Data shown start
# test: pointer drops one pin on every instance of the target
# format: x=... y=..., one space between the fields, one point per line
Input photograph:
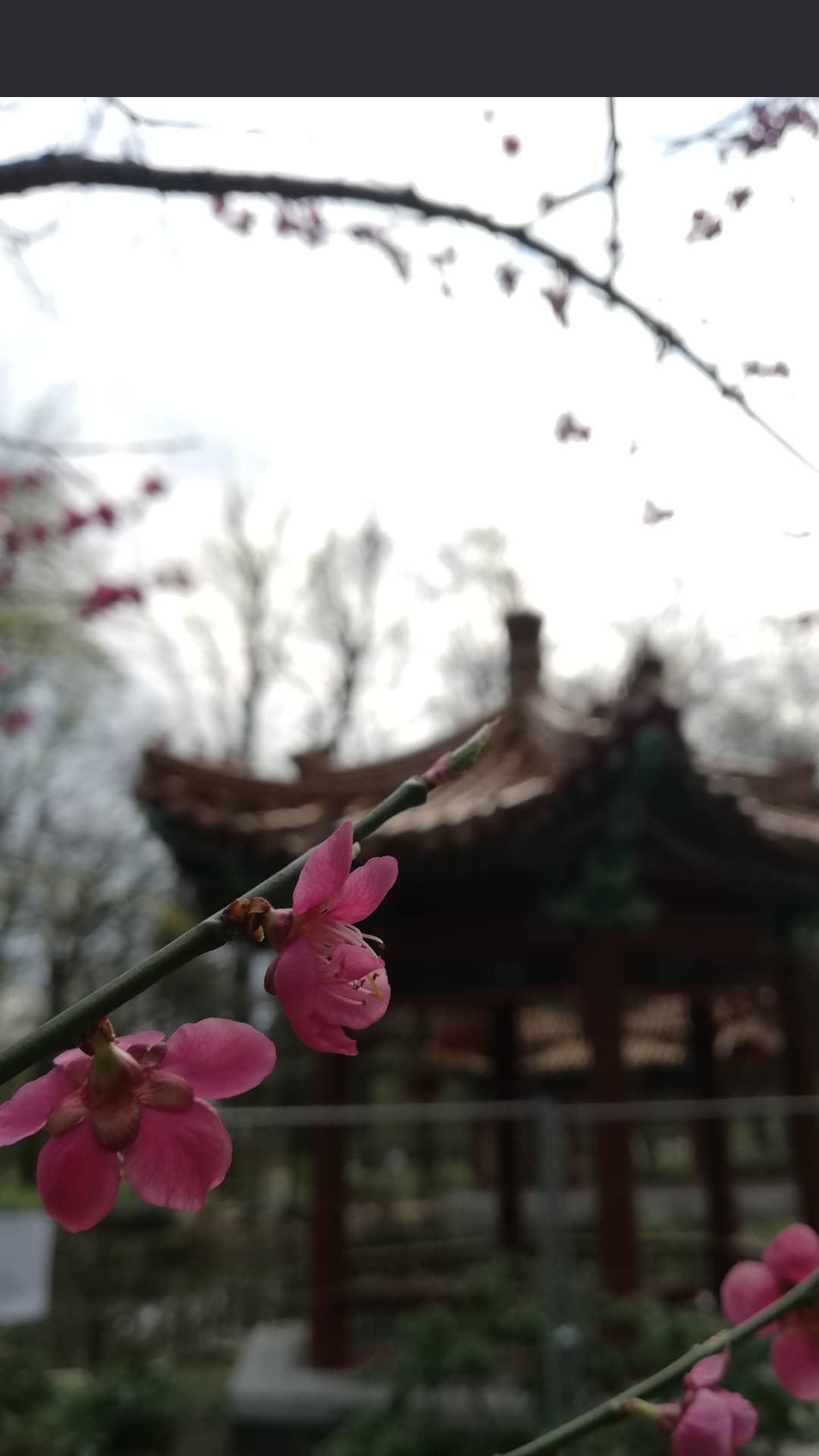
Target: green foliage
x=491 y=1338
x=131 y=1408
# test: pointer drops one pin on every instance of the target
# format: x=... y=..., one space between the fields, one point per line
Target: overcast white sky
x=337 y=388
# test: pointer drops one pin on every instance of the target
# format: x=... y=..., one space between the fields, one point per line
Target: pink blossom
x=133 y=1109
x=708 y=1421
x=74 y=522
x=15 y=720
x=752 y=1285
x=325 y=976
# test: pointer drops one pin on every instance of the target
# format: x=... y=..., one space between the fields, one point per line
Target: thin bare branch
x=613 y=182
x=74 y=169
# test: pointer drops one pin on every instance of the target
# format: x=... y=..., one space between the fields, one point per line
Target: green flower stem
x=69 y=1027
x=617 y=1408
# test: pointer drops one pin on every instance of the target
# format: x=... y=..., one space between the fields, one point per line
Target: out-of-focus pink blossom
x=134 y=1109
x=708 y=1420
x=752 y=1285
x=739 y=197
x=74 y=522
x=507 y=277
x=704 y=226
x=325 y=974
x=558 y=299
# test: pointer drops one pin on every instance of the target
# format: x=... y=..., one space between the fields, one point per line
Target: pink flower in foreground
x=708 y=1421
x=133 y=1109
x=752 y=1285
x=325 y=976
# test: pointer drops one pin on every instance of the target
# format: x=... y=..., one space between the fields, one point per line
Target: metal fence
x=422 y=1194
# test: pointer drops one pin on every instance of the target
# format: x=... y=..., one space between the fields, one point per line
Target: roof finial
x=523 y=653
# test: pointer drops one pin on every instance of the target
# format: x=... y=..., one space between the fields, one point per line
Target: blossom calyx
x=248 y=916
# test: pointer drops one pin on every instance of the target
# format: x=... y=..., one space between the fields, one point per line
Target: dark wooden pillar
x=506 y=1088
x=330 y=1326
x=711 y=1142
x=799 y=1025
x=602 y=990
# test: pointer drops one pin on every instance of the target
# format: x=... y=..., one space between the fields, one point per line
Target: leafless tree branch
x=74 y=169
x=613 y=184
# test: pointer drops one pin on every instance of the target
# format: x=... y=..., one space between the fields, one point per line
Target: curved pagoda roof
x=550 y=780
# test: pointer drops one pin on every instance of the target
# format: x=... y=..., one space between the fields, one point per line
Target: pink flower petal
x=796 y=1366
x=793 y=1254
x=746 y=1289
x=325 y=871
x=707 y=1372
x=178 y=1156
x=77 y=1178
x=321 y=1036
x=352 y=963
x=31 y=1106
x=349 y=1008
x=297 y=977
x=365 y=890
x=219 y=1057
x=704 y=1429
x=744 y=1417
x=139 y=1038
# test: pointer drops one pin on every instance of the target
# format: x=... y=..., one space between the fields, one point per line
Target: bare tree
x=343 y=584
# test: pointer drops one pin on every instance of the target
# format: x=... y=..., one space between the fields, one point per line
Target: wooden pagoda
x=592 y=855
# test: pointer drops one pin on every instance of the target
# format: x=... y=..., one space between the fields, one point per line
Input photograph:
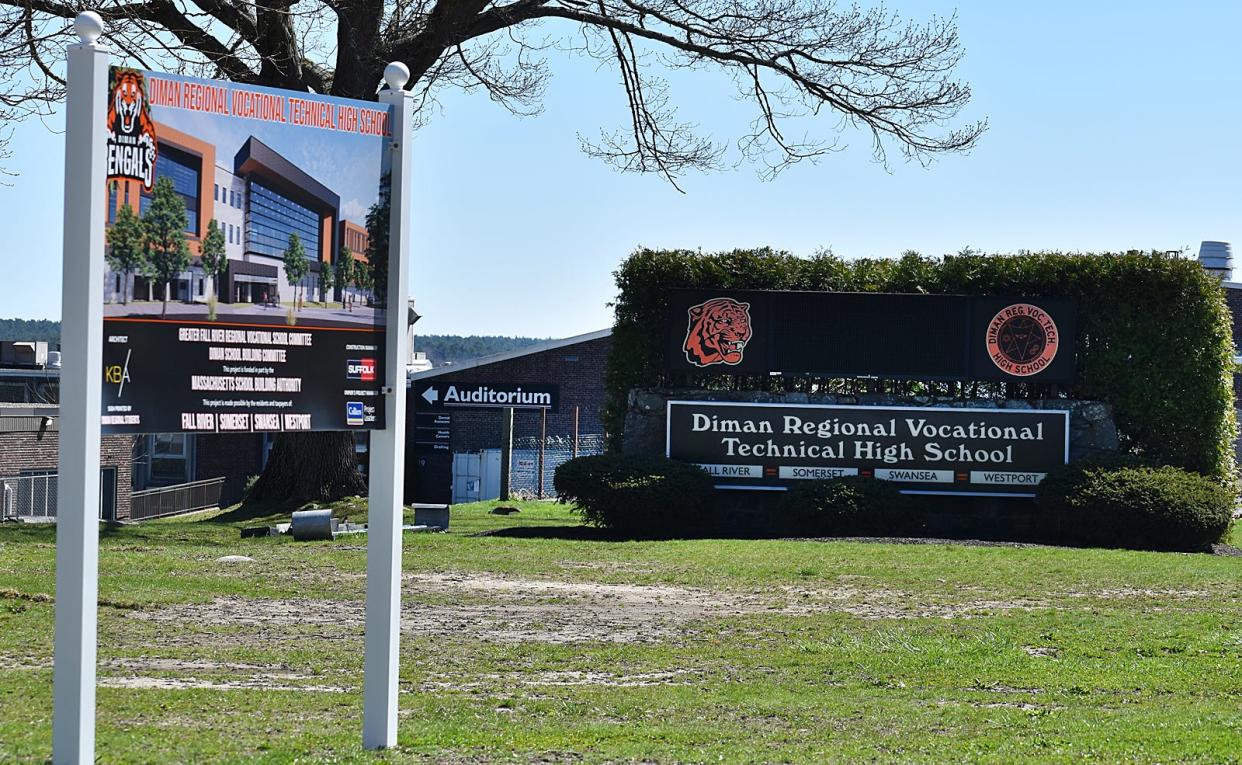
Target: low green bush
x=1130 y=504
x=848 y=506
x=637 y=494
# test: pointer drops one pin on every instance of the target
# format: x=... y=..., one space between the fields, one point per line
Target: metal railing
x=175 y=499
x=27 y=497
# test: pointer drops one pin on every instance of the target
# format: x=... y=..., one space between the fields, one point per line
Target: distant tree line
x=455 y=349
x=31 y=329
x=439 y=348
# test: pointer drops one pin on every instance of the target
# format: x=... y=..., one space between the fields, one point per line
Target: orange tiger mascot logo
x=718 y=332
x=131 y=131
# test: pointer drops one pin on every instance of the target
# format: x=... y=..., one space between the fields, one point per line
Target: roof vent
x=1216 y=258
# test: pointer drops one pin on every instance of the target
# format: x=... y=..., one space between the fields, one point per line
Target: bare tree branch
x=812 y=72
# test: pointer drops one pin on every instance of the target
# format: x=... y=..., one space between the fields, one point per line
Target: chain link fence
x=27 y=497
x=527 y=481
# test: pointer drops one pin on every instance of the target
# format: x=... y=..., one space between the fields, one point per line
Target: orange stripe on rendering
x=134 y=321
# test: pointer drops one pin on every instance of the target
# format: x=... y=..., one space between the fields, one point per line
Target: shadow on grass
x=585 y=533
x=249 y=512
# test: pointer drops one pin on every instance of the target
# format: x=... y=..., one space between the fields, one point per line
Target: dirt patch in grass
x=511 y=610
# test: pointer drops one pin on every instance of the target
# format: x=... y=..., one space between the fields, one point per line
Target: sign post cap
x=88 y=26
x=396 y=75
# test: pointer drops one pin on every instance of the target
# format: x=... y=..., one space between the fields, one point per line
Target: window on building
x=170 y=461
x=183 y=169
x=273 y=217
Data shown end
Data shown start
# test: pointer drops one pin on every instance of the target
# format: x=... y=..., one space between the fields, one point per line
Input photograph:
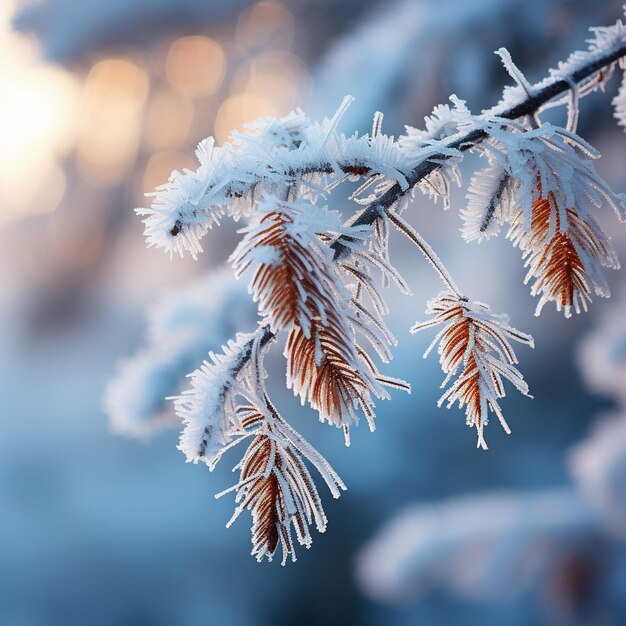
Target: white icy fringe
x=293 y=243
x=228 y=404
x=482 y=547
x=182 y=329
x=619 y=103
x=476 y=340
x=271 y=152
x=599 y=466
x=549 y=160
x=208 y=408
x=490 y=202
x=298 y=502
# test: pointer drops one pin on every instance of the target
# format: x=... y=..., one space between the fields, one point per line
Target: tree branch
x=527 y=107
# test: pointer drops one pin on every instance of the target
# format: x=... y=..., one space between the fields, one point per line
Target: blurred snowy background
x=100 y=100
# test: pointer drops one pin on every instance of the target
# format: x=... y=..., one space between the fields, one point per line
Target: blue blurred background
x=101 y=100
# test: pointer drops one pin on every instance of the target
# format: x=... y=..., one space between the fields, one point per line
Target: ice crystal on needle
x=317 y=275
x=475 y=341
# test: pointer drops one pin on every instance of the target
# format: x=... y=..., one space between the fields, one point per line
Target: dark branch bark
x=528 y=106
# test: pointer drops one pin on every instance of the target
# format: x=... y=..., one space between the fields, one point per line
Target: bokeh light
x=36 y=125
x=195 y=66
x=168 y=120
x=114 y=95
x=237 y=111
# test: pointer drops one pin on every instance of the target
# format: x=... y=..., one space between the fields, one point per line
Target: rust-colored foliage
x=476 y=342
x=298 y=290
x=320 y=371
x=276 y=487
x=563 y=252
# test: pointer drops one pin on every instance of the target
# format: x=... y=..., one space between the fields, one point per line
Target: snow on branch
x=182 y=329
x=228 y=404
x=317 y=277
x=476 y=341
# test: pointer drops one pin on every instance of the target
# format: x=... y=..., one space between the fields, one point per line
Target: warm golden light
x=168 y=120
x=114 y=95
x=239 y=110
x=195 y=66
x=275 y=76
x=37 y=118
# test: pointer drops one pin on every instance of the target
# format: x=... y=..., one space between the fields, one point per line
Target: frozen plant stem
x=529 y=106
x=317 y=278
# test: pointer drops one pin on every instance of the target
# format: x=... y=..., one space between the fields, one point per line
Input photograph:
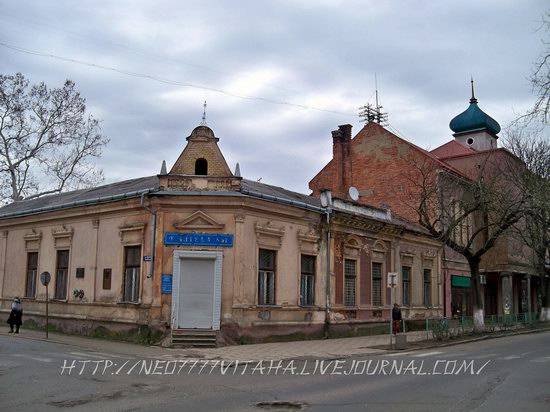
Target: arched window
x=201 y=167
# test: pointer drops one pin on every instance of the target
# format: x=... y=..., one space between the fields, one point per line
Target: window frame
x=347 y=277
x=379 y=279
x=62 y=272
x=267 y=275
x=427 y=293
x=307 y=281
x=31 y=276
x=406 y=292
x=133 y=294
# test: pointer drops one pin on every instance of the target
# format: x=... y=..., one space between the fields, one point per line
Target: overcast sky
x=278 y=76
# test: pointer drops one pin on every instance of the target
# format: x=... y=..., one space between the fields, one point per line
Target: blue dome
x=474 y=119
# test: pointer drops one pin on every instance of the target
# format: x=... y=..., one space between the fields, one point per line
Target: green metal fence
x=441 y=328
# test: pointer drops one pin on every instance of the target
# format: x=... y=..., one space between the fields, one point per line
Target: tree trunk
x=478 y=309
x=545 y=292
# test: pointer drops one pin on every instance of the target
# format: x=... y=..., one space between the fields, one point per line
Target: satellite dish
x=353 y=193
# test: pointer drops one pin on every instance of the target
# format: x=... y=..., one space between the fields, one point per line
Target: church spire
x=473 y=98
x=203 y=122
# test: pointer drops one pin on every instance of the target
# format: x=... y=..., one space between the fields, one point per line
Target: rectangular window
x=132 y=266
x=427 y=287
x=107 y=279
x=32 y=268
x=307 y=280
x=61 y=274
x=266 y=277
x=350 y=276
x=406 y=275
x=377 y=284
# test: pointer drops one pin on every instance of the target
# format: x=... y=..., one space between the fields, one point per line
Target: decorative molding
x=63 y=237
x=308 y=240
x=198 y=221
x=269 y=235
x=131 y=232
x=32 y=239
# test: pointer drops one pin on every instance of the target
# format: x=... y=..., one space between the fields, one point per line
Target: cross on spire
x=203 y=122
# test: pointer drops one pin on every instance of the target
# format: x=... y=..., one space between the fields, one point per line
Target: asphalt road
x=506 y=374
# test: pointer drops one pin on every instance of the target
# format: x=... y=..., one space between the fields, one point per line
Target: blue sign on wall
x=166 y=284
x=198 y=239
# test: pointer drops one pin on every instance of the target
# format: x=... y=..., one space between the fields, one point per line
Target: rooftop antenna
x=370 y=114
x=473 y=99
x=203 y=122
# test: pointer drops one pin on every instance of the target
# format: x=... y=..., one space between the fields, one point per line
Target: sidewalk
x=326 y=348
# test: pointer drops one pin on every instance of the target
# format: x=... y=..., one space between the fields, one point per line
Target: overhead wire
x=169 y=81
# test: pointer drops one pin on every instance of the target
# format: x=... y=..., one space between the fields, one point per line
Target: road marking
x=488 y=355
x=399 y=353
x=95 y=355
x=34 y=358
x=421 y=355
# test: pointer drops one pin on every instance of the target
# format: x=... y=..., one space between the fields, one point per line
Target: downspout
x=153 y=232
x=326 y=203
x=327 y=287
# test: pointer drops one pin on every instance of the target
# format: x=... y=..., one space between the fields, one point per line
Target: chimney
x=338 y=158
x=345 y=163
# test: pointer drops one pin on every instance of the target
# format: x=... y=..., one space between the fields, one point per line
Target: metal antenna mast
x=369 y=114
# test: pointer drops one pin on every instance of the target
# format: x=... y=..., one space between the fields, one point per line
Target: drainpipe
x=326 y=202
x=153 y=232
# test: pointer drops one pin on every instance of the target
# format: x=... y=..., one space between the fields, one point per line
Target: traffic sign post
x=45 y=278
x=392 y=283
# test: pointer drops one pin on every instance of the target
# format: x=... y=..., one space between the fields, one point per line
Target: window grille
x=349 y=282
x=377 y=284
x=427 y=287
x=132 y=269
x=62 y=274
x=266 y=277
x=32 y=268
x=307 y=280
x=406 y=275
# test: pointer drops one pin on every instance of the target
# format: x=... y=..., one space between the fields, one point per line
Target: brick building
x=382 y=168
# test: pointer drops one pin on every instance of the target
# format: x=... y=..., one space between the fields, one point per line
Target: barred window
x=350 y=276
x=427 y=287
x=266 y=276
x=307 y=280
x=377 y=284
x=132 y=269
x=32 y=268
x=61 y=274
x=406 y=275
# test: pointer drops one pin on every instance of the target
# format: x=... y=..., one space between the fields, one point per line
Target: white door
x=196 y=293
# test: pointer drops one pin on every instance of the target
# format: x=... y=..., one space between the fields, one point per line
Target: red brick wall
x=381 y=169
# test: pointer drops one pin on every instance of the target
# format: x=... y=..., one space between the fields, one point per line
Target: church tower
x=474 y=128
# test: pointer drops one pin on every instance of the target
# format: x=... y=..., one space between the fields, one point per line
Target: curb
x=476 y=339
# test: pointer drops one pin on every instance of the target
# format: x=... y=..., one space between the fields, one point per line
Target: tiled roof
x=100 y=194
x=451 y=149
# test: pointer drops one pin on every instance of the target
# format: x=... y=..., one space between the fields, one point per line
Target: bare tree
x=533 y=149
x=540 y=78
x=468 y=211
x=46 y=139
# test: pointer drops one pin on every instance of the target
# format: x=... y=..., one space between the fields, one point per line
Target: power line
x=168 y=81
Data shown end
- Directions for this task -
How many of the lines above contain the string "dark", with case significant? Reply with the number alone.

- Task result -
2